DVD Reviews
In Throw Momma From The Train, Billy Crystal's creative writing teacher berates Danny De Vito because his short story had "only had two characters... one of which was dead on page two!" The Resident isn't as simple as that - Christopher Lee's spooky neighbour and Lee Pace's ex boyfriend pop in for a look - but it's mighty close.
Hilary Swank plays Juliet Devereau, an ER doctor looking for a new apartment. She can't believe her luck when Max (Morgan) offers her the spacious apartment in his parent's building at a knockdown price. The train makes the apartment rumble and Max is currently doing renovations so there will be plenty of noise but an undeterred Swank signs up and is only too happy to engage in some light flirtation with her landlord. However, she begins to suspect that she is being watched and that there is another person wandering about her apartment while she sleeps...
There's an exciting twist in The Resident: not that the twist itself is exciting but because it happens so early, roughly twenty or so minutes in, it leaves the possibility open that this will twist and twist again. Sadly, it doesn't - The Resident is a one-trick pony, which is a shame because it was shaping up to be quite the tense thriller. Director Antti Jokinen, who also wrote the script, hopes the increasingly jittery back-and-forth between his two leads will lead to edge-of-your-seat anxiety but the characterisations are overcooked.

• Data shown
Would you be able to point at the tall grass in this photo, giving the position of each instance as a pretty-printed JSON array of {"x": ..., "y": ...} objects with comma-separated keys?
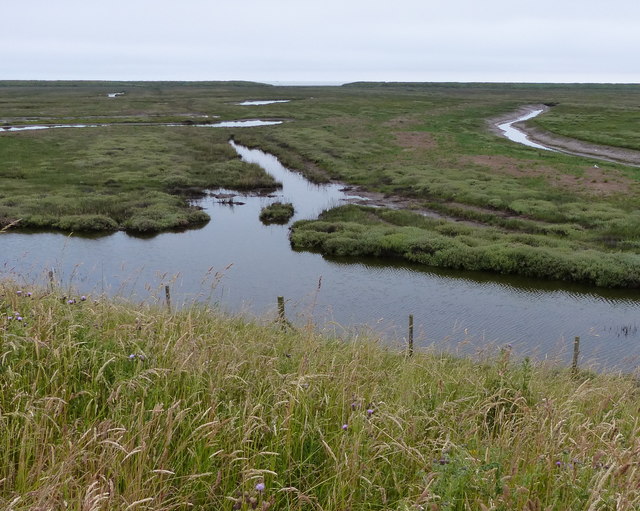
[{"x": 111, "y": 406}]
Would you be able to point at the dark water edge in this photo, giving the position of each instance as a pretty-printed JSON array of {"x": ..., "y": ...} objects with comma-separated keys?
[{"x": 241, "y": 266}]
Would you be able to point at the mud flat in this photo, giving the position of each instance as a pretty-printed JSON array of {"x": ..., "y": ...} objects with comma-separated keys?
[{"x": 542, "y": 139}]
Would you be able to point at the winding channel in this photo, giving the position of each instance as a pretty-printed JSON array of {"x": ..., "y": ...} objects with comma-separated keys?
[
  {"x": 514, "y": 128},
  {"x": 241, "y": 266}
]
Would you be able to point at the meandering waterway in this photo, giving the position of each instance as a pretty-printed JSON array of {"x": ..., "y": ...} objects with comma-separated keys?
[{"x": 242, "y": 265}]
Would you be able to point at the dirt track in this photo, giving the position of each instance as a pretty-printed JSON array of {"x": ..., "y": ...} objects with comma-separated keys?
[{"x": 566, "y": 144}]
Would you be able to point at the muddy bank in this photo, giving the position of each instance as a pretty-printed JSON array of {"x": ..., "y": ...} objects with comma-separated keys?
[{"x": 564, "y": 144}]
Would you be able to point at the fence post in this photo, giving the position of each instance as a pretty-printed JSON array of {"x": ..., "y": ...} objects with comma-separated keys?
[
  {"x": 410, "y": 335},
  {"x": 167, "y": 294},
  {"x": 576, "y": 354},
  {"x": 281, "y": 316}
]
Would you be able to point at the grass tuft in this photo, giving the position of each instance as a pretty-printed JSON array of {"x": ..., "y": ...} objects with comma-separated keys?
[{"x": 107, "y": 405}]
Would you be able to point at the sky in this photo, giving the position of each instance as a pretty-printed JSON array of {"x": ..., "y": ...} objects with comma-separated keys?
[{"x": 327, "y": 41}]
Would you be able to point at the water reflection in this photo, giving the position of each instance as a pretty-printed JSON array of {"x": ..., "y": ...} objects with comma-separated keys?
[
  {"x": 519, "y": 136},
  {"x": 242, "y": 266}
]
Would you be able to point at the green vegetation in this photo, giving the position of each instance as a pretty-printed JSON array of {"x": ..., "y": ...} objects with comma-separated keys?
[
  {"x": 609, "y": 125},
  {"x": 277, "y": 213},
  {"x": 108, "y": 406},
  {"x": 109, "y": 178},
  {"x": 359, "y": 231},
  {"x": 426, "y": 143}
]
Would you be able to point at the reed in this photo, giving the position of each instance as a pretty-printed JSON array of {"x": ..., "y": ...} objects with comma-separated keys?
[{"x": 106, "y": 405}]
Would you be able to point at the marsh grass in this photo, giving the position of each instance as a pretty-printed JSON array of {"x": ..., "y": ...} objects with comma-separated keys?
[
  {"x": 277, "y": 213},
  {"x": 428, "y": 143},
  {"x": 360, "y": 231},
  {"x": 114, "y": 406}
]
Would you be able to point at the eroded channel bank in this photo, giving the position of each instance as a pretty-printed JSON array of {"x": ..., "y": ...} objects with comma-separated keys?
[
  {"x": 513, "y": 126},
  {"x": 241, "y": 265}
]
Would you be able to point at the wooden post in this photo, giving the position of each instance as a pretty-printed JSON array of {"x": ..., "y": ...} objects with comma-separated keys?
[
  {"x": 167, "y": 294},
  {"x": 281, "y": 317},
  {"x": 576, "y": 353},
  {"x": 410, "y": 335}
]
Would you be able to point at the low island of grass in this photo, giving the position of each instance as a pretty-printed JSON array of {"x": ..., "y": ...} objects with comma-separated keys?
[
  {"x": 277, "y": 213},
  {"x": 108, "y": 405}
]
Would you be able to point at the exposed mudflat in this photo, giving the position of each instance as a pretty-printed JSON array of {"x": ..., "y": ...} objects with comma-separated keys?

• Goal of the exercise
Extend the review of The Resident past its last sentence, keeping the same voice. The listing plays no part in what comes next.

• Task output
The person watching Swank as she bathes and sleeps takes it too far: the ecstasy of sharing her electric toothbrush, the bliss of lying in her bed or the eroticism of using her bathtub stops being creepy and becomes unintentionally funny, which ruins the mood Jokinen relies on to make his movie work. Jokinen also fails to give the audience a sense of the maze-like passage structure that exists behind the walls that would allow an intruder the freedom to move throughout the building undetected. The fact that there are only four characters (excluding Swank's hospital colleague who has about two scenes) don't help things. Lee Pace and Christopher Lee barely feature and their roles are severely underwritten.
It's a pity because there's a good movie somewhere in here, but it's lost between doing too little and then doing too much.